→ Selection:
[Start]

As part of the #NetTalks Alumni Engagement Webinar Series, Beth Kanter, nonprofit social media and engagement guru, taught an important lesson during her recent presentation: you must invest in building your online alumni ecosystem, and then you can turn to activating it to achieve your stated goals.
You don’t just want people to “like” you. And you don’t actually want them to start engaging the moment they become alumni. And you don’t really want to share information about your program with them. Really.
- Because “liking” your Facebook page or your content is just the beginning. It’s potential, but it’s not the goal. You want alumni to follow you, engage, advocate for you, and donate. The “like” is merely one early step along this path.
- Because beginning to engage should happen before they become alumni – focus on developing long term relationships and mature communication channels that flow in both directions!
- And finally, because you want to be in conversation with alumni, not broadcasting information at them.
Building your online alumni ecosystem cannot be based on one-directional broadcasts, nor rest primarily on reminiscing about the past. The opportunity to leverage social media and networks is huge, but requires that we pivot our approach to be more empowering, more conversational, and more personal. (Join the next webinar with James Fowler on Feb. 19th to learn about “Mobilizing the Network: The Power of Friends”.)
Take this example from URJ Camp Kalsman: When beginning to hire staff for the summer, they turned to their alumni (and potentially current older campers and parents of current campers) on Facebook to ask, “We are in the midst of hiring our summer staff and we want to hear from you! What do you love to see in a camp counselor?” By asking a question, the camp invites engagement, values the perspective and experience of alumni, and gains important insight for their future hiring. They’ve moved from “liking” to “engaging” and those who respond actually may influence the experience of future campers.

[End]

[Pointing dataset entries]
[Start]

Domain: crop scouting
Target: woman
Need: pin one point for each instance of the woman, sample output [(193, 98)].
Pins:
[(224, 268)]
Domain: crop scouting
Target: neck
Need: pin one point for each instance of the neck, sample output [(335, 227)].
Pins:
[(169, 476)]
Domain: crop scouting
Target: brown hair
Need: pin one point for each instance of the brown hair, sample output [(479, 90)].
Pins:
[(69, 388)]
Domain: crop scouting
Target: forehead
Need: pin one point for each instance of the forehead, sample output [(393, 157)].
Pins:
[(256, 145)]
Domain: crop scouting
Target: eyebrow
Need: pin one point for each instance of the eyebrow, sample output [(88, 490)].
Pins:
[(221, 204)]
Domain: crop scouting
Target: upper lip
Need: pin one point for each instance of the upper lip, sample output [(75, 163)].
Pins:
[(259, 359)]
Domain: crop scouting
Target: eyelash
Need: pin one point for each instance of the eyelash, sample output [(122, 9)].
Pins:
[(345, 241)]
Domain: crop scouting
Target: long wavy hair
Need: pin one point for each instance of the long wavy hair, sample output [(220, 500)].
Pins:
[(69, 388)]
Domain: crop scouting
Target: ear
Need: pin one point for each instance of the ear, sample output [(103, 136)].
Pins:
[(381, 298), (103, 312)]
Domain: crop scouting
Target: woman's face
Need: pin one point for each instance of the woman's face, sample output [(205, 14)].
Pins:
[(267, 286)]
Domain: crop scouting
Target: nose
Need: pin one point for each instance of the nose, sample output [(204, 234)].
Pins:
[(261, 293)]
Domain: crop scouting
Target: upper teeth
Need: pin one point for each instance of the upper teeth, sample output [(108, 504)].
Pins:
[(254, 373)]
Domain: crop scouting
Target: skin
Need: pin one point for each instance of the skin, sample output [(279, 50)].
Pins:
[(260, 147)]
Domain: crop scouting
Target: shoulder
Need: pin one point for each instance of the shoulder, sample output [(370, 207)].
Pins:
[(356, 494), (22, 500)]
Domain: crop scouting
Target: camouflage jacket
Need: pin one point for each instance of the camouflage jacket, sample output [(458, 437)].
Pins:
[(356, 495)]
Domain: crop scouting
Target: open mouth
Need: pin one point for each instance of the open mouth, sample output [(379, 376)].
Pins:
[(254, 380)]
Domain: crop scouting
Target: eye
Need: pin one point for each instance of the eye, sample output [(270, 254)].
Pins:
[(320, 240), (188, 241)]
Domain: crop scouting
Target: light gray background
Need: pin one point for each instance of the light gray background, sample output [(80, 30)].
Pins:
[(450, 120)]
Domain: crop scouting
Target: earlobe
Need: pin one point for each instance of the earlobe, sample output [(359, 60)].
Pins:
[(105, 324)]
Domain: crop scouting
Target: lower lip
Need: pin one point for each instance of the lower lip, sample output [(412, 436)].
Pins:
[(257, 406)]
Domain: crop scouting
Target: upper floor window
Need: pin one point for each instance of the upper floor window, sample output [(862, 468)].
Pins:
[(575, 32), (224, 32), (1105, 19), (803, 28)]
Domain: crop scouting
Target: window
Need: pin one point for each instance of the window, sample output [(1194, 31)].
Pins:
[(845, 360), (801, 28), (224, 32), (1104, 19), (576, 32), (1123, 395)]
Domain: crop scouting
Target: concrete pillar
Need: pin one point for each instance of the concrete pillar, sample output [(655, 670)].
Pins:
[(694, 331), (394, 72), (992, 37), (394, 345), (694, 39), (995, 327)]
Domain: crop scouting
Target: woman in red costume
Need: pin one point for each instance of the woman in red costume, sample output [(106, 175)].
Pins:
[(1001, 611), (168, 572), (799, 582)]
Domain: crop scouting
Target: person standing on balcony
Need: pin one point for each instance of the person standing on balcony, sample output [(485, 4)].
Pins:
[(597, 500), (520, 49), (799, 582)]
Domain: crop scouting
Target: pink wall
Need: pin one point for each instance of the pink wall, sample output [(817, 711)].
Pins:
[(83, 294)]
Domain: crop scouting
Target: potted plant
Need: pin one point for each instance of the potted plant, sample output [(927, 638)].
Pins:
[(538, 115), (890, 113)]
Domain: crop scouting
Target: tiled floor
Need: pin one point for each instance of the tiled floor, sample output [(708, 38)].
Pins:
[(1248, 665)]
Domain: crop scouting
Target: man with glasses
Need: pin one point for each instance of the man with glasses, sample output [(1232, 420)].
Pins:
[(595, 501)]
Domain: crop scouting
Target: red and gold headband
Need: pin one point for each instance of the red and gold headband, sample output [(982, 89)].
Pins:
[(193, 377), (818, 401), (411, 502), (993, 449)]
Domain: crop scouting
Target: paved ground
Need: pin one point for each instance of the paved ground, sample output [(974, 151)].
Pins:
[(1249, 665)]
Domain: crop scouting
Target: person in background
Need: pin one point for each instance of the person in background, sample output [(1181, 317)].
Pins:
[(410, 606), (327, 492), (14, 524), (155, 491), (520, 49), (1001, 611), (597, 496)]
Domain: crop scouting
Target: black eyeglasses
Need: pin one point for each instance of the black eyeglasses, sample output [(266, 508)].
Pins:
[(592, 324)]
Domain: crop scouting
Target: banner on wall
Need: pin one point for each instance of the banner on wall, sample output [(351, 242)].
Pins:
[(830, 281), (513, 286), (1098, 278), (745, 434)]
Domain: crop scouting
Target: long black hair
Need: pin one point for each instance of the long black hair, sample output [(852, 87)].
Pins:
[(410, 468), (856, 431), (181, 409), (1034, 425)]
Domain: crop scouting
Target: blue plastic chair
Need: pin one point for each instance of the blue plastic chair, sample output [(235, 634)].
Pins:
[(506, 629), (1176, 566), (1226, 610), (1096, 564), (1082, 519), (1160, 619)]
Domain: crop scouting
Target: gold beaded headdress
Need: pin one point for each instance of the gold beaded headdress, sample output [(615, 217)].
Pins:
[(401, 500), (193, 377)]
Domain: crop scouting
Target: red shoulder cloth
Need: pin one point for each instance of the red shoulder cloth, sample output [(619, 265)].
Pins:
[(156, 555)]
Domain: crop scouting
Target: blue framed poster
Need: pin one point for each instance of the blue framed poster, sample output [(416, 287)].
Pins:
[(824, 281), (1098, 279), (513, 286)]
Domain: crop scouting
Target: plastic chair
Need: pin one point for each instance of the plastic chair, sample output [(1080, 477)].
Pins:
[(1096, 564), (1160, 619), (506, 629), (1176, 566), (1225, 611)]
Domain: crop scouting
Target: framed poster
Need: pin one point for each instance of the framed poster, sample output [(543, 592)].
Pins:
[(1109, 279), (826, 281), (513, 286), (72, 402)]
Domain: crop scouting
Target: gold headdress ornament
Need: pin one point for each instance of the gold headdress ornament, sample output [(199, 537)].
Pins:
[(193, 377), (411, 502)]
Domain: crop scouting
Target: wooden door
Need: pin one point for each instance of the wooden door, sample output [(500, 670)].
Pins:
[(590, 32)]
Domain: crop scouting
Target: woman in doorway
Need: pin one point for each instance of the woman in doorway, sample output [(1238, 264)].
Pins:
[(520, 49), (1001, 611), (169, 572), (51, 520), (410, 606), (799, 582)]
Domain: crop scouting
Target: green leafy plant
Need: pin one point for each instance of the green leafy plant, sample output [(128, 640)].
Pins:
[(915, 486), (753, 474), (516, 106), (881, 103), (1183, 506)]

[End]

→ Aim of the exercise:
List each action that the alumni engagement text says you want alumni to take after a "like." The entries have no role here.

→ Expected answer:
- Follow you
- Engage
- Advocate for you
- Donate